● **EXCERTO**:
"""

Por seu turno, os recorridos não efectuaram alegação.
Cumpre decidir .
II
3. Como deflui do relato supra efectuado, antecedentemente à prolação do acórdão de 23 de Janeiro de 2001, a recorrente não suscitou qualquer questão de inconstitucionalidade tendo por referência a norma constante do nº 2 do art°
690º-A do Código de Processo Civil. Simplesmente, nesse aresto, não se tomou conhecimento do recurso atinente à matéria de facto, justamente com base numa interpretação que o Tribunal da Relação de Coimbra conferiu àquele preceito e que, tanto quanto se saiba, não é algo que esteja ainda devidamente consolidado quer doutrinária, quer jurisprudencialmente (cfr., porém, o acórdão da Relação do Porto de 4 de Fevereiro de 1999, publicado na Colectânea de Jurisprudência, ano XXVI, 210 a
213, maxime parte final do ponto 1 - Recurso de Agravo, a fls. 212, de onde poderia resultar que o escrito dactilografado seria apresentado em separado da alegação).
Confrontada com essa interpretação, a recorrente arguiu a nulidade do dito acórdão de 23 de Janeiro de 2001, nos termos que se acima se deixaram expostos, e é da decisão que decidiu uma tal arguição, que não acolheu a perspectiva da inconstitucionalidade da interpretação do normativo em causa, que vem interposto o vertente recurso. Ora, a ser eventualmente formulado por este órgão de fiscalização concentrada da constitucionalidade um juízo de inconstitucionalidade, certamente que a solicitada arguição haveria de ser passível de decisão diversa da que foi tomada. Tem, pois, utilidade o presente recurso e, porque o mesmo é repercutível na aludida arguição, é de considerar como tendo sido atempadamente suscitada a questão de inconstitucionalidade. Vejamos, pois.

"""

● **MATERIAL FORNECIDO**:
"""

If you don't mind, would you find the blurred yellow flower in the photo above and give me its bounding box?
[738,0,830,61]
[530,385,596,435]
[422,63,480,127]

"""

● **PEDIDO ESCRITO 1**:
Diga se cada afirmação concorda com o excerto sobre o recurso de inconstitucionalidade: (a) os recorridos apresentaram alegação; (b) antes do acórdão de 23 de Janeiro de 2001, a recorrente não levantou nenhuma questão de inconstitucionalidade relativa ao nº 2 do art. 690º-A do Código de Processo Civil; (c) o acórdão de 23 de Janeiro de 2001 conheceu do recurso relativo à matéria de facto. Responda sim ou não a cada uma e cite textualmente as palavras do excerto que o decidem.
● **PEDIDO ESCRITO 2**:
Retome o excerto sobre o recurso de inconstitucionalidade a partir do ponto em que termina.

● **RESULTADO DA TAREFA 1**:
(a) Não: "os recorridos não efectuaram alegação".
(b) Sim: "a recorrente não suscitou qualquer questão de inconstitucionalidade".
(c) Não: "não se tomou conhecimento do recurso atinente à matéria de facto".

● **RESULTADO DA TAREFA 2**:
3. O art° 690º-A, números 1 e 2, na redacção anterior à conferida pelo Decreto-Lei nº 183/2000, apresentava a seguinte redacção:- Artigo 690. º-A
Ónus a cargo do recorrente que impugne a decisão de facto
1 - Quando se impugne a decisão proferida sobre a matéria de facto, deve o recorrente obrigatoriamente especificar, sob pena de rejeição: a) Quais os concretos meios probatórios que considera incorrectamente julgados; b) Quais os concretos meios probatórios, constantes do processo ou de registo ou gravação nele realizada, que impunham decisão sobre os pontos da matéria de facto impugnados diversa da recorrida.
2 - No caso previsto na alínea b) do número anterior, quando os meios probatórios invocados como fundamento do erro na apreciação das provas tenham sido gravados, incumbe ainda ao recorrente, sob pena de rejeição do recurso, proceder à transcrição, mediante escrito dactilografado, das passagens da gravação em que se funda.
4. Como se extrai do relato acima feito, o aresto ora impugnado interpretou o nº2 do art° 690°-A do Código de Processo Civil, no sentido de o recorrente, sob pena de rejeição do recurso tocante à matéria de tacto, dever apresentar, em separado da alegação que produz, a transcrição dactilografada das passagens da gravação em funda o erro na apreciação das provas.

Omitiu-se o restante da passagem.